Start of Information provided

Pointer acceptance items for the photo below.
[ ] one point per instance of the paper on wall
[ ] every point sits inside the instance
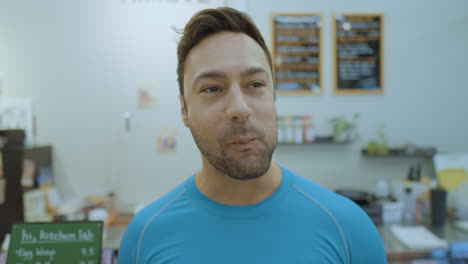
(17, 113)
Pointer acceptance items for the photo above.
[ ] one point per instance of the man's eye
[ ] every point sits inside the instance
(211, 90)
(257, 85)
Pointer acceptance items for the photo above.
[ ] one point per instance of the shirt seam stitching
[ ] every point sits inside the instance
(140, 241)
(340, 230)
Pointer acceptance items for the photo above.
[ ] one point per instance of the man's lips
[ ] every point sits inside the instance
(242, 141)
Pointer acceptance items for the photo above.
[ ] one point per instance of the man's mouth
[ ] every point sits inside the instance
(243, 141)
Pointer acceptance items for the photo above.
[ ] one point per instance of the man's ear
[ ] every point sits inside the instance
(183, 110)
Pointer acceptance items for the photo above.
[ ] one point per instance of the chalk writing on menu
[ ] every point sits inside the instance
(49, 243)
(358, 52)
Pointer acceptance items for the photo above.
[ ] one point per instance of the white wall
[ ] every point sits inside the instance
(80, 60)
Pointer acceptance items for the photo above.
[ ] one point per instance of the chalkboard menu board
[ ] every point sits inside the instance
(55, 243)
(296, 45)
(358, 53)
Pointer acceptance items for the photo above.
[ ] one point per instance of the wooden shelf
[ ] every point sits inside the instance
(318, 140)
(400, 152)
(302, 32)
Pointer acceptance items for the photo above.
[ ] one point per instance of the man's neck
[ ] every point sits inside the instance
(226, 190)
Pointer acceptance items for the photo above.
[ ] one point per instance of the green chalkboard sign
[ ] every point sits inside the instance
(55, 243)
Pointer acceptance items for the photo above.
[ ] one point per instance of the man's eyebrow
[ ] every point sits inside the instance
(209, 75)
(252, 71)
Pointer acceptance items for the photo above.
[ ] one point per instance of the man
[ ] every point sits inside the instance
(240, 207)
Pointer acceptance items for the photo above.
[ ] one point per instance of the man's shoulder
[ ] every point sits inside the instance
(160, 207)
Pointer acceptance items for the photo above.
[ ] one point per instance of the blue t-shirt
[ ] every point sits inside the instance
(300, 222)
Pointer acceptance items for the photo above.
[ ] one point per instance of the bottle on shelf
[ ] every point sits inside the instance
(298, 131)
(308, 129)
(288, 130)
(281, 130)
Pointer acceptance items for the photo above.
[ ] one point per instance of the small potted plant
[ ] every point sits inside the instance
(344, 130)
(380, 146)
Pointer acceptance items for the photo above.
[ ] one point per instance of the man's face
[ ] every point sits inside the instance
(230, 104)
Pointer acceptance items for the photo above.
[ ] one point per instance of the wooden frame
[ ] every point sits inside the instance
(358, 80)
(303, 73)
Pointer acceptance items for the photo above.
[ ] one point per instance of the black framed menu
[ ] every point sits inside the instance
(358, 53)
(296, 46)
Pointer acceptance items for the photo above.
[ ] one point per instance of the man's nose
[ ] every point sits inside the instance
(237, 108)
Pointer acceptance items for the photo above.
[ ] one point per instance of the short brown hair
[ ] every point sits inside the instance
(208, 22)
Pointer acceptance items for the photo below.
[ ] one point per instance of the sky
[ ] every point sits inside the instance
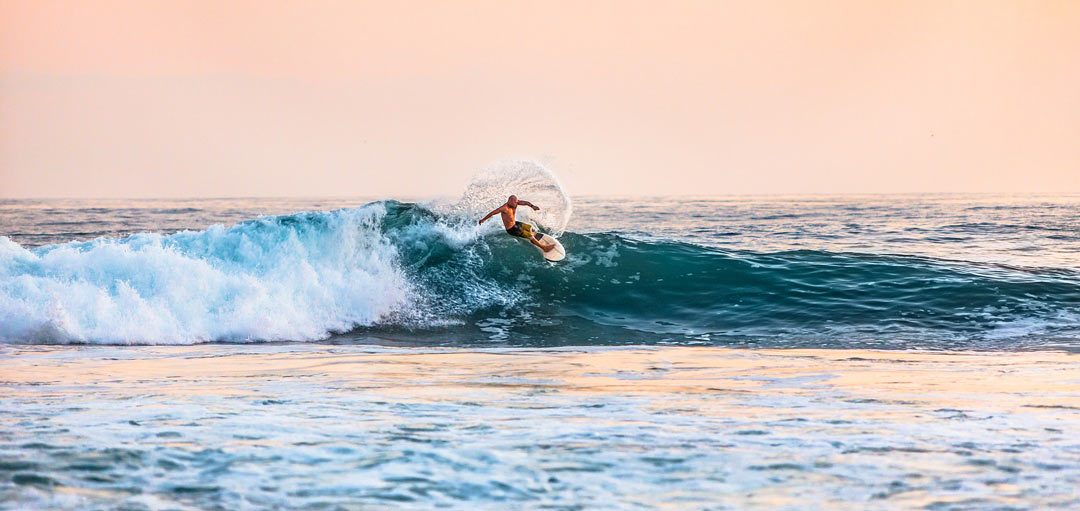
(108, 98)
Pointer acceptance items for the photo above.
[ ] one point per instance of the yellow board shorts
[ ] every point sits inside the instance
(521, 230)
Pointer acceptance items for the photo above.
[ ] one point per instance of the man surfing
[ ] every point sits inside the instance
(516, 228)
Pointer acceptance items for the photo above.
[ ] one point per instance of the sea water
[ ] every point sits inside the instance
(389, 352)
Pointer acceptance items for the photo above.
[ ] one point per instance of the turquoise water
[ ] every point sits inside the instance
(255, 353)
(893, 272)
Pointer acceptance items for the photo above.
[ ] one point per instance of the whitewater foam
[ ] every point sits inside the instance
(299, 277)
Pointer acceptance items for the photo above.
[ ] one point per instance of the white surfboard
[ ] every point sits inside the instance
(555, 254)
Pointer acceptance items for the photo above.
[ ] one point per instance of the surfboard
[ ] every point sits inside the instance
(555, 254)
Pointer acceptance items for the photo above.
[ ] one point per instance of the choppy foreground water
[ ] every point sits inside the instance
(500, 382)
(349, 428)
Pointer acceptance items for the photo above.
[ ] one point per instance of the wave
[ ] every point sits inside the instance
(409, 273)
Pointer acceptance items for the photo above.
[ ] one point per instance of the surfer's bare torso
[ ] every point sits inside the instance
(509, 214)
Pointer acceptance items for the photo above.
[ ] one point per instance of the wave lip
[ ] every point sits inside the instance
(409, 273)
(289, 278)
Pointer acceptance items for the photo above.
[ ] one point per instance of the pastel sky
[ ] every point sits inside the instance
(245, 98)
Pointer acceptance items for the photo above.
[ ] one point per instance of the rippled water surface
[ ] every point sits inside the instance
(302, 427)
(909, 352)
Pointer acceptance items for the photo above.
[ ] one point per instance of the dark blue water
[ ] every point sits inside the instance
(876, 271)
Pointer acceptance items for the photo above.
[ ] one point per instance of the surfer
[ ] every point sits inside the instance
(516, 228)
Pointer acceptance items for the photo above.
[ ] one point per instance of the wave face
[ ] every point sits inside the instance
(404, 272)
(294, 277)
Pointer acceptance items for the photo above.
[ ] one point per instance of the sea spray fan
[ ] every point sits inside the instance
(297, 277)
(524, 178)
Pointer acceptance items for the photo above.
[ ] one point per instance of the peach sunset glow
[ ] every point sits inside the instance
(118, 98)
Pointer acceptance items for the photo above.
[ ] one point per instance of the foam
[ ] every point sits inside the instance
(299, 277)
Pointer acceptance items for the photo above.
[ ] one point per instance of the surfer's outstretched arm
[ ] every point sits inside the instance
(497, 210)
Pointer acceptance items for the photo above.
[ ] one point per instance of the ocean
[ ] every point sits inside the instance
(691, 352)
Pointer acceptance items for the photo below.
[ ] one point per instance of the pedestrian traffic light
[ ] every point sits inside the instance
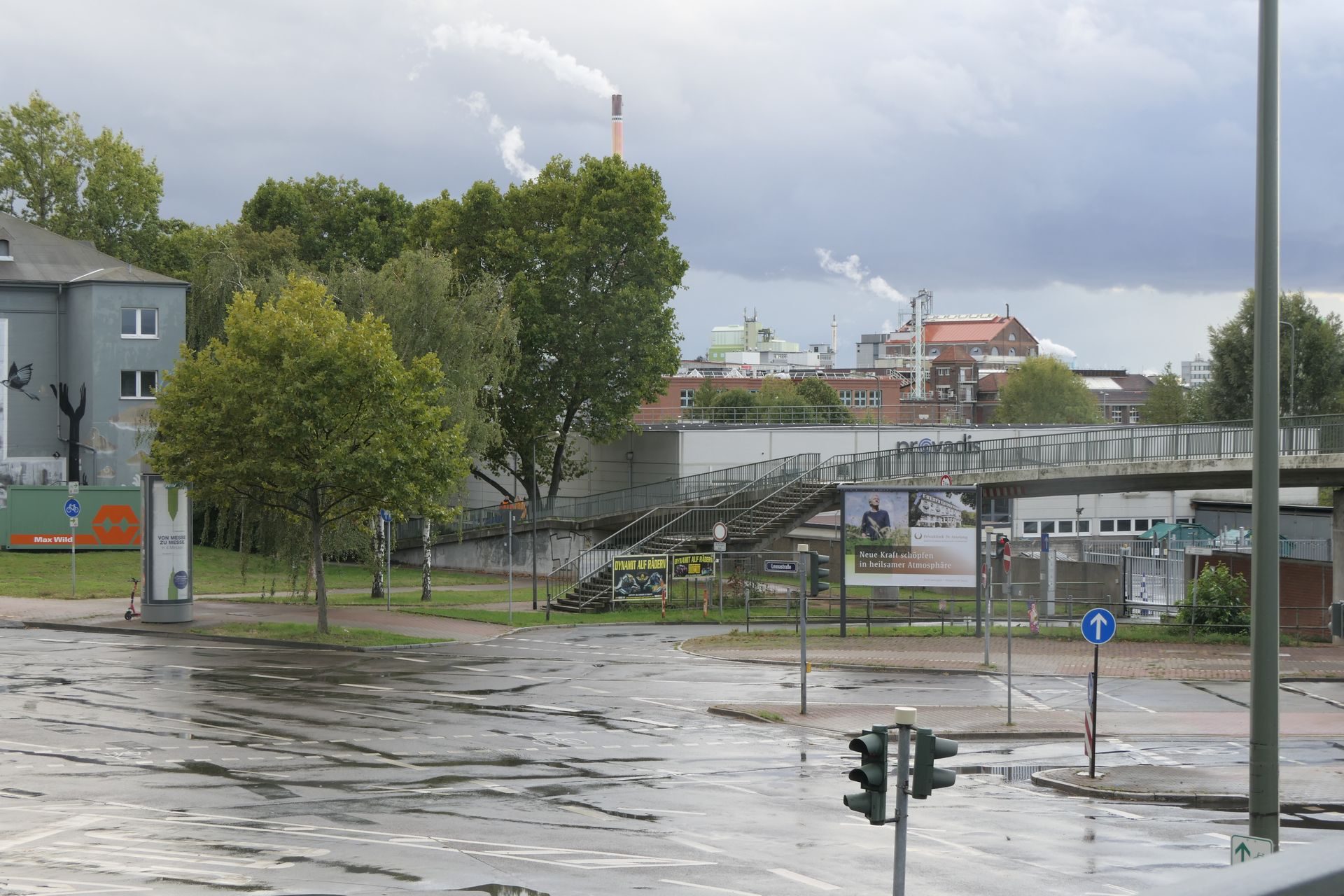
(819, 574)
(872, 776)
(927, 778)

End of Information provided
Start of Information provided

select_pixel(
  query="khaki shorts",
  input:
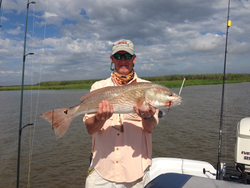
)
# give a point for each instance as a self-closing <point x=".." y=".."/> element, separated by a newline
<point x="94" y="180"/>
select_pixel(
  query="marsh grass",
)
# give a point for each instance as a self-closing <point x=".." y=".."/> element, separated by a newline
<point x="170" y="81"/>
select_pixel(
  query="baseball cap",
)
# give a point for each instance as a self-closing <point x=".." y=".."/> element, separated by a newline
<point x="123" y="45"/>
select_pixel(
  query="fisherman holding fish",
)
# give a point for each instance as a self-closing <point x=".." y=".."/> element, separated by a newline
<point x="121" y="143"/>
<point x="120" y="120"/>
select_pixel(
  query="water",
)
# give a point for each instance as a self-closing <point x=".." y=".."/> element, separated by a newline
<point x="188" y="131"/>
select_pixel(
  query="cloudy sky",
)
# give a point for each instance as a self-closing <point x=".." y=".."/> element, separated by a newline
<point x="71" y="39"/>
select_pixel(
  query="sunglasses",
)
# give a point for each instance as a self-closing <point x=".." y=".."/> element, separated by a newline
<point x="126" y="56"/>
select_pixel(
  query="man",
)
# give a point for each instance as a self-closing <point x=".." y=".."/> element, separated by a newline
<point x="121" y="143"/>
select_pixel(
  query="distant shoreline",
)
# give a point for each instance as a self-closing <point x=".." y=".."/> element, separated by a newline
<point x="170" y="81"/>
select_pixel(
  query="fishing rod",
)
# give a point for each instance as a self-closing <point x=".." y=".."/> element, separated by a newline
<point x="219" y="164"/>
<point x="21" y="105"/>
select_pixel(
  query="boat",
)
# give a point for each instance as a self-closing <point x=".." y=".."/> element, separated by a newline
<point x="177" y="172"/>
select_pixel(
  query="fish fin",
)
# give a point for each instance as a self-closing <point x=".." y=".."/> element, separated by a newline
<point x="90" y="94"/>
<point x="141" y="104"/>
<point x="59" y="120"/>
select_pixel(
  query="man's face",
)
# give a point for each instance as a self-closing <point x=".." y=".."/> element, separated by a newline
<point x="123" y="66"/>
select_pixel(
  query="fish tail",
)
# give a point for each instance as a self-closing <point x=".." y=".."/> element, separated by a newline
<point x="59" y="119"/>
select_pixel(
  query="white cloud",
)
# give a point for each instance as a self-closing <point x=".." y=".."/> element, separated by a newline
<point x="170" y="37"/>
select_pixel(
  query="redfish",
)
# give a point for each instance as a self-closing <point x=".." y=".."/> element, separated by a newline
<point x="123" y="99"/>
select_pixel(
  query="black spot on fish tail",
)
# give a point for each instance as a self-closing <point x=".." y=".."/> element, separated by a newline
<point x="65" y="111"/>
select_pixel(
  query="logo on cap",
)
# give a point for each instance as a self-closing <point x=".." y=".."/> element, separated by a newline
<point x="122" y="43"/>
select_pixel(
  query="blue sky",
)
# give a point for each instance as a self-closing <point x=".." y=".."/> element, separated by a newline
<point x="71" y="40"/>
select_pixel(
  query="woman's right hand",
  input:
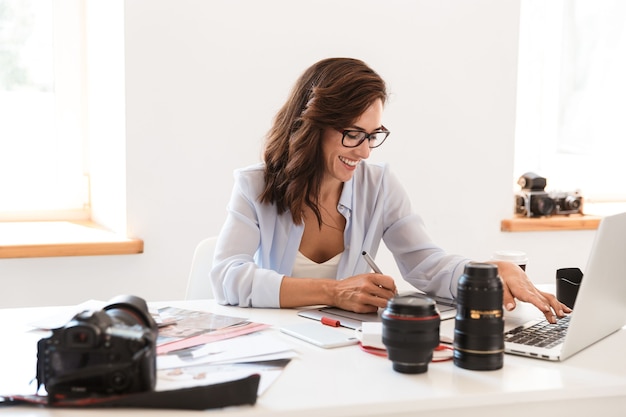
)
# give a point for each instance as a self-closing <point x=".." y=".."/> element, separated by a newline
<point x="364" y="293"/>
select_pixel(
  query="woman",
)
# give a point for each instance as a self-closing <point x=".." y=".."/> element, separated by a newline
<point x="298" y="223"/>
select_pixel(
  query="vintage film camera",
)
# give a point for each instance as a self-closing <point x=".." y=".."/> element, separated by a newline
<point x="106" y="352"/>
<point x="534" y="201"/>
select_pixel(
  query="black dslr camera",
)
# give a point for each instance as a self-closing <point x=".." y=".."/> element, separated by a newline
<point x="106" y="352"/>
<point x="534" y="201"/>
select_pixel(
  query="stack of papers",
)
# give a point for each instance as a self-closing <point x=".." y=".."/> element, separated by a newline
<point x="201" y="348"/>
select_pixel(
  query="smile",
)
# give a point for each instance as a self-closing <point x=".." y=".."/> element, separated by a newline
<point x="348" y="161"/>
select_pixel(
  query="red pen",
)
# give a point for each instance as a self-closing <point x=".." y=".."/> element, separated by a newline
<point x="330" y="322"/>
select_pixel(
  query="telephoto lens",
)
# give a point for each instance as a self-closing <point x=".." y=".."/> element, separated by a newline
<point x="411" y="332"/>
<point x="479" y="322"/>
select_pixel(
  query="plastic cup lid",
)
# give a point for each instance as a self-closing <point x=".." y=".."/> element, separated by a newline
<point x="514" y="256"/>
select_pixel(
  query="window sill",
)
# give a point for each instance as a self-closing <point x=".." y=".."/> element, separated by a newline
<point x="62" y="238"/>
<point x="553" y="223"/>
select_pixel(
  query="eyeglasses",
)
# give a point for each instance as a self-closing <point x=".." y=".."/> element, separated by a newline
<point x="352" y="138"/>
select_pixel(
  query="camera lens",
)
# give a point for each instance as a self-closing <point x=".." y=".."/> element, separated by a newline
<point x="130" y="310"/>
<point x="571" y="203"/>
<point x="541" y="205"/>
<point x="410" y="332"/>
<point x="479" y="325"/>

End of Information provided

▸ What to produce
Every line of the entries above that includes "foam" should be copied.

▸ Result of the exercise
[ ] one point per instance of the whitewater foam
[ ] one point per instance of the foam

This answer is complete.